TEXT EXCERPT:
[Start]

Keeping in Step with the Spirit: Finding God’s Rhythm Instead of Religious Striving (Galatians 5)
Table of Contents:
Why “Walking by the Spirit” Matters
The Two False Cadences That Wear Us Out
Cadence 1: Fix Your Mind on Christ
Cadence 2: Soften Your Heart Before God
Cadence 3: Walk in Spirit-Filled Confidence
When You Feel Like You’re Falling Apart
A Next Step for This Week
Sometimes the most important thing we can do in our faith is pause and ask: What rhythm am I living by? Not just what we believe on paper—but what’s actually shaping our pace, our peace, and our endurance.
In Galatians 5, the apostle Paul gives us a simple, powerful invitation: “Since we live by the Spirit, let us keep in step with the Spirit.” (Galatians 5:25). That phrase—keep in step—isn’t abstract. It’s relational. It’s walking-close language. It’s the opposite of striving, performing, and pretending we can sustain a thriving spiritual life on our own strength.
And in a place like the Bay Area—where life can feel fast, pressured, and spiritually dry—this message lands right where we live. Arroyo Church exists to be a river in the spiritual desert, and rivers don’t run on hustle. They run on a source. The Spirit invites us back to the Source.
Why “Walking by the Spirit” Matters
Paul’s words in Galatians aren’t a gentle suggestion. They’re more like an alarm. The church in Galatia had started in grace—but drifted into a different cadence: trying to maintain their faith through performance, legalism, and self-effort.
Paul calls it what it is: a conflict.“The flesh desires what is contrary to the Spirit…” (Galatians 5:17)
But the solution isn’t “try harder.” The solution is walk closer.
Walking by the Spirit isn’t about hype or emotionalism. It’s about a life that steadily produces what Paul calls the fruit of the Spirit: love, joy, peace, patience, kindness, goodness, faithfulness, gentleness, and self-control (Galatians 5:22–23). Those aren’t just “values.” They’re the result of alignment.
The Two False Cadences That Wear Us Out
The sermon named two false rhythms that look spiritual on the outside but drain us from the inside:
1) Legalism
Legalism can look like devotion, but it’s actually a performance mindset—trying to earn what Jesus already gave. It “looks like Christianity,” but it’s often fueled by pride and approval-seeking rather than love and surrender.
2) Living by the flesh (self-reliance)
Even if we don’t call it legalism, we can slip into “I’ll fix myself” faith. It’s exhausting. And it quietly trains our hearts to believe God helps those who help themselves—rather than God strengthens those who depend on Him.
Paul’s invitation is freedom: walk by the Spirit.
Cadence 1: Fix Your Mind on Christ
One of the most practical truths from the message was this: Paul doesn’t start with behavior—he starts with attention.

[End]

PROBLEM STATEMENT: Resume the post on keeping in step with the Spirit, starting right after its last sentence about Paul beginning with attention rather than behavior.

DATA SHOWN:
[Start]

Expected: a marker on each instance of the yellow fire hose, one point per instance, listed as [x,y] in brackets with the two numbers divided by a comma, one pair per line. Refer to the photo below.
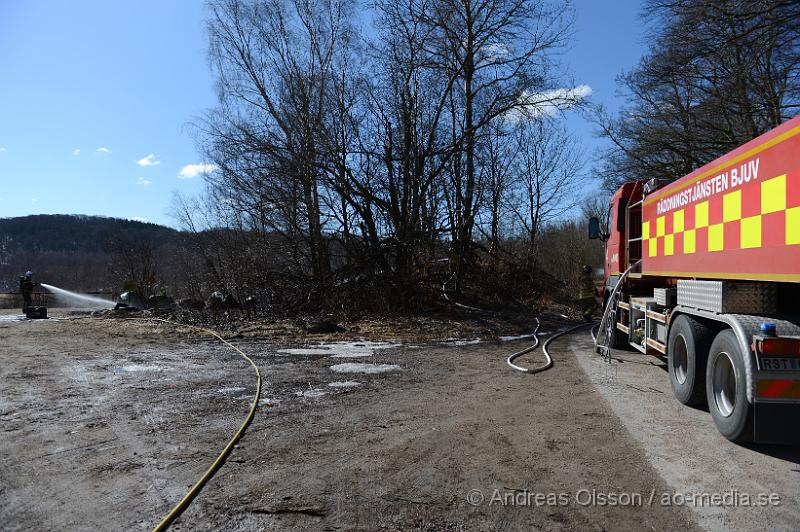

[End]

TASK ANSWER:
When your mind is fixed on Christ, your life starts to align with the Spirit. That’s why Scripture repeatedly calls us to “set our minds” and “set our hearts” on Jesus.
Colossians 3 says:
“Set your hearts on things above… set your minds on things above, not on earthly things.” (Colossians 3:1–2)
This isn’t “be more religious.” It’s “be more aware.” Where does your mind go first—your schedule, your stress, your phone, your fear… or Christ?
The sermon used a vivid image: walkie-talkies. Hearing clearly depends on proximity and being on the right channel. Many of us wonder why God feels quiet—while we’re tuned into everything else.
A simple prayer can be a powerful shift:
“Holy Spirit, help me today.”
Not because longer prayers earn more, but because humble dependence puts you back on the right frequency.
And here’s the heart-level motivation: Jesus was thinking about you on His way to the cross. When we remember that, worship becomes less like effort and more like response.
Cadence 2: Soften Your Heart Before God
The second cadence is about posture, not perfection: soften your heart.
Ezekiel 36 gives a promise, not a threat:
“I will give you a new heart… and I will put my Spirit in you and move you to follow my decrees.” (Ezekiel 36:26–27)
Notice the order:God gives the Spirit
The Spirit produces obedience
Not the other way around
The sermon also used a car alignment story: if your wheels are out of alignment, you can still drive… but you’ll wear out faster. That’s what happens spiritually too. When we’re out of alignment with the Spirit—rushed, hardened, distracted—we lose endurance.
Here’s a helpful “dashboard light” idea: when you notice a lack of love, joy, peace, patience… don’t just shame yourself. Treat it like a signal: something is out of alignment. It’s an invitation back to the presence of God, where there’s “fullness of joy.”
Cadence 3: Walk in Spirit-Filled Confidence
The third cadence is the fruit of the first two: Spirit-filled confidence.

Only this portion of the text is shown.